• _EXERCISE_:
An exact copy of every record is needed, with the pictures left out.

Records from a collection:
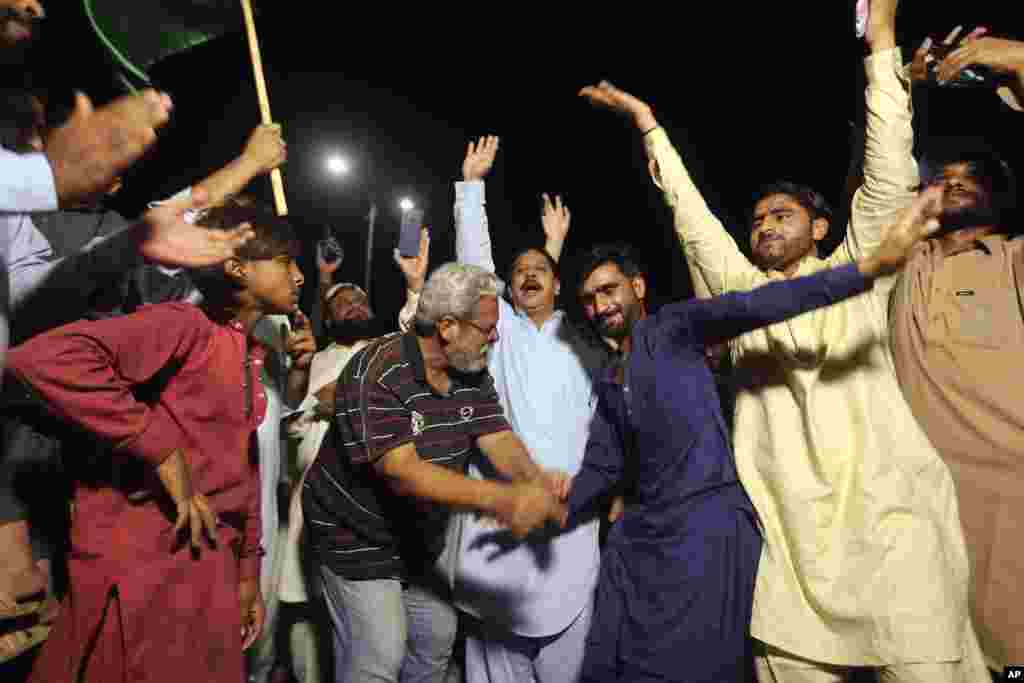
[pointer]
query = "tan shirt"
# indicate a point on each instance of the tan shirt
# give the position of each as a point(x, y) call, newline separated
point(863, 561)
point(957, 337)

• _RESULT_:
[pointer]
query = "tan shirt"
# indicate a point on each instance of the tan shirt
# give the position of each as a point(x, y) call, newline separated
point(863, 561)
point(957, 337)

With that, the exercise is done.